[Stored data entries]
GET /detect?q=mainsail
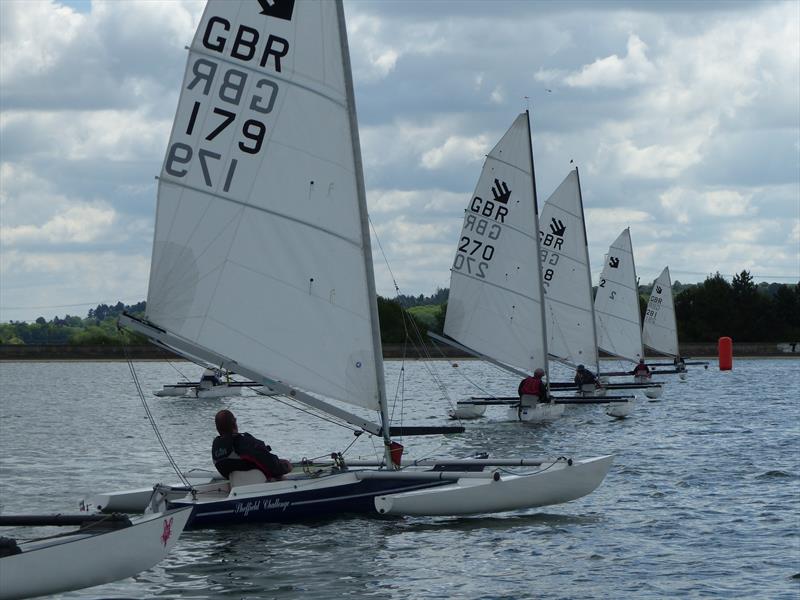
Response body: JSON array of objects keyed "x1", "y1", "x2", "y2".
[
  {"x1": 443, "y1": 113, "x2": 547, "y2": 374},
  {"x1": 142, "y1": 1, "x2": 383, "y2": 416},
  {"x1": 594, "y1": 228, "x2": 644, "y2": 363},
  {"x1": 539, "y1": 168, "x2": 599, "y2": 370},
  {"x1": 642, "y1": 266, "x2": 679, "y2": 356}
]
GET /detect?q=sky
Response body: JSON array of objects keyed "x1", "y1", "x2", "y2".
[{"x1": 1, "y1": 0, "x2": 798, "y2": 322}]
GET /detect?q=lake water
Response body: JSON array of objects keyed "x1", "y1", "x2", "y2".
[{"x1": 1, "y1": 358, "x2": 798, "y2": 599}]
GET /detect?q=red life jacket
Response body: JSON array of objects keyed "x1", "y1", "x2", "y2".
[{"x1": 518, "y1": 376, "x2": 543, "y2": 397}]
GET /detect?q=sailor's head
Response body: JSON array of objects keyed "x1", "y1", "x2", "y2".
[
  {"x1": 215, "y1": 409, "x2": 238, "y2": 435},
  {"x1": 534, "y1": 368, "x2": 545, "y2": 377},
  {"x1": 639, "y1": 359, "x2": 645, "y2": 364},
  {"x1": 577, "y1": 364, "x2": 585, "y2": 371}
]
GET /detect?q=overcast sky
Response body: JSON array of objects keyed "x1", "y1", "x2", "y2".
[{"x1": 1, "y1": 0, "x2": 798, "y2": 322}]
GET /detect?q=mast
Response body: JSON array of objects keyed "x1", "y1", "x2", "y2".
[
  {"x1": 524, "y1": 109, "x2": 551, "y2": 389},
  {"x1": 575, "y1": 166, "x2": 601, "y2": 374},
  {"x1": 335, "y1": 1, "x2": 394, "y2": 463},
  {"x1": 628, "y1": 228, "x2": 645, "y2": 360}
]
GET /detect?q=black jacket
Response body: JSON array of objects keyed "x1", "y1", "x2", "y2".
[{"x1": 212, "y1": 432, "x2": 288, "y2": 479}]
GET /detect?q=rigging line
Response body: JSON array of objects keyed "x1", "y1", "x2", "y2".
[
  {"x1": 249, "y1": 386, "x2": 362, "y2": 433},
  {"x1": 124, "y1": 348, "x2": 189, "y2": 488},
  {"x1": 166, "y1": 359, "x2": 194, "y2": 382},
  {"x1": 428, "y1": 336, "x2": 522, "y2": 403}
]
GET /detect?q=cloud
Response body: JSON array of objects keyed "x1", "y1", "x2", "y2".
[
  {"x1": 564, "y1": 34, "x2": 656, "y2": 88},
  {"x1": 421, "y1": 134, "x2": 491, "y2": 170},
  {"x1": 659, "y1": 187, "x2": 755, "y2": 224}
]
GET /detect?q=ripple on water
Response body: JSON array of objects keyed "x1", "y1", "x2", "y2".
[{"x1": 1, "y1": 358, "x2": 799, "y2": 600}]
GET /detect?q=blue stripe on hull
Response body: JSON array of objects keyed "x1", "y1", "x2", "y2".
[{"x1": 171, "y1": 478, "x2": 443, "y2": 527}]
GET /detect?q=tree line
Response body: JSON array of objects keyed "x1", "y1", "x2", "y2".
[{"x1": 1, "y1": 271, "x2": 797, "y2": 346}]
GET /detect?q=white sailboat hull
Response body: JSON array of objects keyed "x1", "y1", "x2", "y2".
[
  {"x1": 606, "y1": 399, "x2": 636, "y2": 418},
  {"x1": 153, "y1": 387, "x2": 189, "y2": 397},
  {"x1": 448, "y1": 404, "x2": 487, "y2": 420},
  {"x1": 374, "y1": 455, "x2": 613, "y2": 516},
  {"x1": 505, "y1": 403, "x2": 566, "y2": 423},
  {"x1": 0, "y1": 508, "x2": 191, "y2": 600},
  {"x1": 644, "y1": 385, "x2": 663, "y2": 399},
  {"x1": 194, "y1": 385, "x2": 243, "y2": 399}
]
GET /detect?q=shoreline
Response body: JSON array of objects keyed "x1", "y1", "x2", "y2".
[{"x1": 0, "y1": 342, "x2": 797, "y2": 361}]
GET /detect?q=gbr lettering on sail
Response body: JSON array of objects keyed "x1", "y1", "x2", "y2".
[{"x1": 163, "y1": 1, "x2": 295, "y2": 194}]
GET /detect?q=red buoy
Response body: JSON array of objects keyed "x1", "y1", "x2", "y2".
[{"x1": 718, "y1": 337, "x2": 733, "y2": 370}]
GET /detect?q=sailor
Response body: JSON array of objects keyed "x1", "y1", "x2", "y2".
[
  {"x1": 674, "y1": 355, "x2": 687, "y2": 372},
  {"x1": 200, "y1": 368, "x2": 221, "y2": 389},
  {"x1": 518, "y1": 368, "x2": 547, "y2": 407},
  {"x1": 632, "y1": 359, "x2": 651, "y2": 379},
  {"x1": 212, "y1": 409, "x2": 292, "y2": 480},
  {"x1": 574, "y1": 364, "x2": 598, "y2": 386}
]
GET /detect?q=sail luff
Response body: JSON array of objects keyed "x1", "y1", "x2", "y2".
[
  {"x1": 526, "y1": 110, "x2": 551, "y2": 385},
  {"x1": 574, "y1": 167, "x2": 601, "y2": 374},
  {"x1": 334, "y1": 0, "x2": 392, "y2": 454}
]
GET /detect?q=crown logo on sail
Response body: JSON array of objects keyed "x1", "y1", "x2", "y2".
[
  {"x1": 608, "y1": 256, "x2": 620, "y2": 268},
  {"x1": 549, "y1": 218, "x2": 566, "y2": 237},
  {"x1": 257, "y1": 0, "x2": 295, "y2": 20},
  {"x1": 491, "y1": 179, "x2": 511, "y2": 204},
  {"x1": 656, "y1": 285, "x2": 663, "y2": 294}
]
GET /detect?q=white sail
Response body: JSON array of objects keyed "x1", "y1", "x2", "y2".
[
  {"x1": 539, "y1": 169, "x2": 598, "y2": 370},
  {"x1": 444, "y1": 113, "x2": 547, "y2": 373},
  {"x1": 642, "y1": 266, "x2": 679, "y2": 356},
  {"x1": 594, "y1": 228, "x2": 644, "y2": 363},
  {"x1": 145, "y1": 0, "x2": 380, "y2": 411}
]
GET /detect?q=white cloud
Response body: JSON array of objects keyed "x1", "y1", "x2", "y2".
[
  {"x1": 421, "y1": 134, "x2": 490, "y2": 170},
  {"x1": 659, "y1": 187, "x2": 755, "y2": 224},
  {"x1": 1, "y1": 203, "x2": 115, "y2": 245},
  {"x1": 564, "y1": 34, "x2": 655, "y2": 89}
]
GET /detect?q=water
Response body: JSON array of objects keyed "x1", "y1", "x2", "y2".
[{"x1": 1, "y1": 358, "x2": 798, "y2": 599}]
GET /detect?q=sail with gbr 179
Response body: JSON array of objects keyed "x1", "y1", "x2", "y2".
[{"x1": 106, "y1": 0, "x2": 612, "y2": 524}]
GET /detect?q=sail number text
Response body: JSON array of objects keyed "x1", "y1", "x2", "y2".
[
  {"x1": 452, "y1": 209, "x2": 502, "y2": 278},
  {"x1": 164, "y1": 13, "x2": 293, "y2": 193}
]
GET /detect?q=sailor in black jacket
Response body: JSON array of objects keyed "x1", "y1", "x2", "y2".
[{"x1": 212, "y1": 409, "x2": 292, "y2": 480}]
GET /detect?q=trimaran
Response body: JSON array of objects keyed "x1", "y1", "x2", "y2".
[{"x1": 85, "y1": 0, "x2": 612, "y2": 525}]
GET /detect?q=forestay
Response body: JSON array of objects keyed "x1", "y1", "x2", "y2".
[
  {"x1": 594, "y1": 228, "x2": 644, "y2": 363},
  {"x1": 145, "y1": 0, "x2": 380, "y2": 411},
  {"x1": 642, "y1": 266, "x2": 679, "y2": 356},
  {"x1": 444, "y1": 113, "x2": 547, "y2": 374},
  {"x1": 539, "y1": 169, "x2": 598, "y2": 370}
]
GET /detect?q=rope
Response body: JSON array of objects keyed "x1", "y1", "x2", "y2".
[{"x1": 124, "y1": 346, "x2": 189, "y2": 487}]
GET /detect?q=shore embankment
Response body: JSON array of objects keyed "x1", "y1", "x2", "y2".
[{"x1": 0, "y1": 342, "x2": 796, "y2": 361}]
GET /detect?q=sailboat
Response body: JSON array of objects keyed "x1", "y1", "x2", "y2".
[
  {"x1": 438, "y1": 113, "x2": 564, "y2": 423},
  {"x1": 154, "y1": 368, "x2": 257, "y2": 398},
  {"x1": 539, "y1": 168, "x2": 599, "y2": 378},
  {"x1": 594, "y1": 229, "x2": 662, "y2": 409},
  {"x1": 643, "y1": 267, "x2": 687, "y2": 380},
  {"x1": 89, "y1": 0, "x2": 612, "y2": 524},
  {"x1": 0, "y1": 508, "x2": 191, "y2": 599}
]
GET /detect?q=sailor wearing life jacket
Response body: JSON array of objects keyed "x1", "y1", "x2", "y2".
[
  {"x1": 632, "y1": 359, "x2": 651, "y2": 379},
  {"x1": 212, "y1": 409, "x2": 292, "y2": 480},
  {"x1": 518, "y1": 368, "x2": 546, "y2": 406}
]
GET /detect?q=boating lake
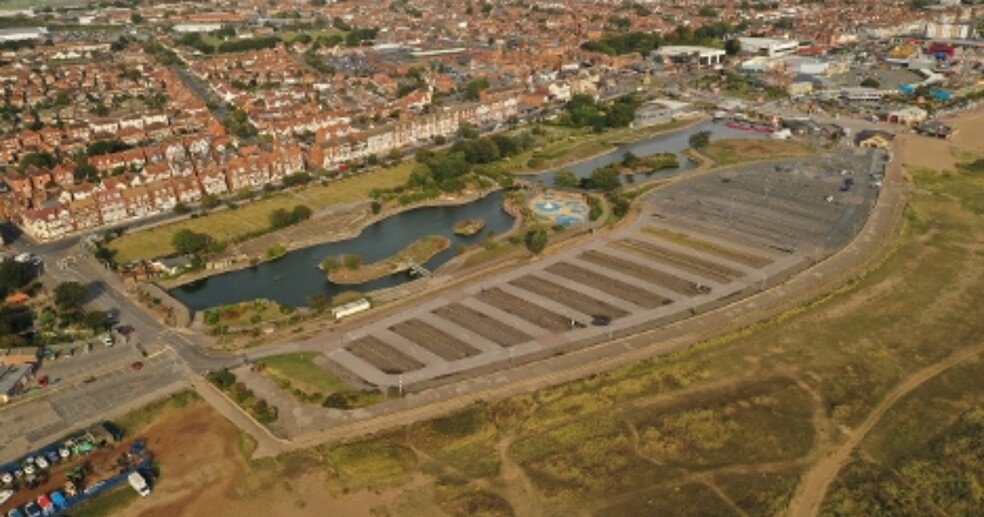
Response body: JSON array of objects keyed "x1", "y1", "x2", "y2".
[{"x1": 171, "y1": 121, "x2": 763, "y2": 309}]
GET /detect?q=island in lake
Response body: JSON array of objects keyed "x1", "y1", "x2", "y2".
[
  {"x1": 320, "y1": 235, "x2": 451, "y2": 285},
  {"x1": 453, "y1": 218, "x2": 486, "y2": 236}
]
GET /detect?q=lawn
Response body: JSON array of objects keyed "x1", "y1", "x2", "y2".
[
  {"x1": 109, "y1": 163, "x2": 414, "y2": 262},
  {"x1": 703, "y1": 138, "x2": 814, "y2": 165},
  {"x1": 256, "y1": 352, "x2": 350, "y2": 396},
  {"x1": 256, "y1": 352, "x2": 384, "y2": 408}
]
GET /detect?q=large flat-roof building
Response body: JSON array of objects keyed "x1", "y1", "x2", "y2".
[
  {"x1": 738, "y1": 37, "x2": 799, "y2": 58},
  {"x1": 653, "y1": 46, "x2": 726, "y2": 67},
  {"x1": 0, "y1": 27, "x2": 46, "y2": 43}
]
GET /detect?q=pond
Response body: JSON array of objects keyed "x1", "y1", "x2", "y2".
[
  {"x1": 171, "y1": 191, "x2": 514, "y2": 310},
  {"x1": 172, "y1": 121, "x2": 761, "y2": 310},
  {"x1": 525, "y1": 119, "x2": 765, "y2": 187}
]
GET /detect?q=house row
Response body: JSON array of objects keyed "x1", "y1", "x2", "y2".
[
  {"x1": 15, "y1": 146, "x2": 305, "y2": 241},
  {"x1": 310, "y1": 91, "x2": 520, "y2": 169}
]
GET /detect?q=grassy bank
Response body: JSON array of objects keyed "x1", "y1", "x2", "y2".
[{"x1": 109, "y1": 163, "x2": 414, "y2": 263}]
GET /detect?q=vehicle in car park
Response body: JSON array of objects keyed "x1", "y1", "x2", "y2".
[{"x1": 22, "y1": 502, "x2": 41, "y2": 517}]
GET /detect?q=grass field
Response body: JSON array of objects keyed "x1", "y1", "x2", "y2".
[
  {"x1": 256, "y1": 353, "x2": 351, "y2": 396},
  {"x1": 704, "y1": 138, "x2": 814, "y2": 165},
  {"x1": 109, "y1": 163, "x2": 413, "y2": 262},
  {"x1": 0, "y1": 0, "x2": 76, "y2": 9},
  {"x1": 256, "y1": 352, "x2": 382, "y2": 408}
]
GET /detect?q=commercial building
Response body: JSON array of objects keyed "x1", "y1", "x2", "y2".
[
  {"x1": 738, "y1": 37, "x2": 799, "y2": 58},
  {"x1": 653, "y1": 46, "x2": 726, "y2": 67},
  {"x1": 0, "y1": 27, "x2": 46, "y2": 43}
]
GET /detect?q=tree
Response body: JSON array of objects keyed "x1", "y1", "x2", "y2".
[
  {"x1": 171, "y1": 229, "x2": 211, "y2": 255},
  {"x1": 18, "y1": 151, "x2": 56, "y2": 171},
  {"x1": 524, "y1": 228, "x2": 549, "y2": 255},
  {"x1": 0, "y1": 261, "x2": 33, "y2": 297},
  {"x1": 724, "y1": 39, "x2": 742, "y2": 56},
  {"x1": 554, "y1": 169, "x2": 581, "y2": 189},
  {"x1": 82, "y1": 310, "x2": 109, "y2": 332},
  {"x1": 590, "y1": 165, "x2": 622, "y2": 191},
  {"x1": 291, "y1": 204, "x2": 312, "y2": 222},
  {"x1": 73, "y1": 162, "x2": 99, "y2": 183},
  {"x1": 860, "y1": 77, "x2": 881, "y2": 88},
  {"x1": 269, "y1": 208, "x2": 294, "y2": 229},
  {"x1": 54, "y1": 281, "x2": 88, "y2": 312},
  {"x1": 689, "y1": 130, "x2": 711, "y2": 150},
  {"x1": 464, "y1": 77, "x2": 490, "y2": 101}
]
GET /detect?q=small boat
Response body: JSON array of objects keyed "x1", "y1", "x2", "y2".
[
  {"x1": 0, "y1": 489, "x2": 13, "y2": 504},
  {"x1": 753, "y1": 125, "x2": 774, "y2": 133},
  {"x1": 725, "y1": 121, "x2": 747, "y2": 129}
]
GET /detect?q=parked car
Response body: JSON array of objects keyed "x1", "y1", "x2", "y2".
[
  {"x1": 131, "y1": 361, "x2": 143, "y2": 372},
  {"x1": 22, "y1": 502, "x2": 41, "y2": 517},
  {"x1": 116, "y1": 325, "x2": 135, "y2": 337},
  {"x1": 102, "y1": 334, "x2": 114, "y2": 347}
]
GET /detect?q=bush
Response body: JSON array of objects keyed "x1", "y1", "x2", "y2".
[
  {"x1": 207, "y1": 368, "x2": 236, "y2": 389},
  {"x1": 524, "y1": 228, "x2": 549, "y2": 254}
]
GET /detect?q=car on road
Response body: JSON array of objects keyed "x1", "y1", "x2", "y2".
[
  {"x1": 591, "y1": 315, "x2": 612, "y2": 326},
  {"x1": 131, "y1": 361, "x2": 143, "y2": 372}
]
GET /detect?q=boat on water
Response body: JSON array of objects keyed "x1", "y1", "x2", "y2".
[{"x1": 725, "y1": 121, "x2": 749, "y2": 130}]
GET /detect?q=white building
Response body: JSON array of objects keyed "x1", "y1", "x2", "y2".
[
  {"x1": 172, "y1": 23, "x2": 224, "y2": 34},
  {"x1": 738, "y1": 37, "x2": 798, "y2": 57},
  {"x1": 654, "y1": 46, "x2": 726, "y2": 67},
  {"x1": 0, "y1": 27, "x2": 46, "y2": 43}
]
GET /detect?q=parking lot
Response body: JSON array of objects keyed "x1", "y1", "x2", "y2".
[
  {"x1": 0, "y1": 349, "x2": 186, "y2": 464},
  {"x1": 284, "y1": 148, "x2": 884, "y2": 390}
]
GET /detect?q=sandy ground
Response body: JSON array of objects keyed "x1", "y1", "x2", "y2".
[
  {"x1": 117, "y1": 402, "x2": 428, "y2": 517},
  {"x1": 899, "y1": 107, "x2": 984, "y2": 174}
]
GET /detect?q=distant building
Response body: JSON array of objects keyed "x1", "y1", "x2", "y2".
[
  {"x1": 856, "y1": 129, "x2": 894, "y2": 149},
  {"x1": 653, "y1": 46, "x2": 726, "y2": 67},
  {"x1": 172, "y1": 23, "x2": 224, "y2": 34},
  {"x1": 738, "y1": 37, "x2": 799, "y2": 58},
  {"x1": 634, "y1": 100, "x2": 698, "y2": 127},
  {"x1": 0, "y1": 27, "x2": 46, "y2": 42}
]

▶ Task to carry out
Tally the lines above that include "cloud", and reply with only the tally.

▶ Your solution
2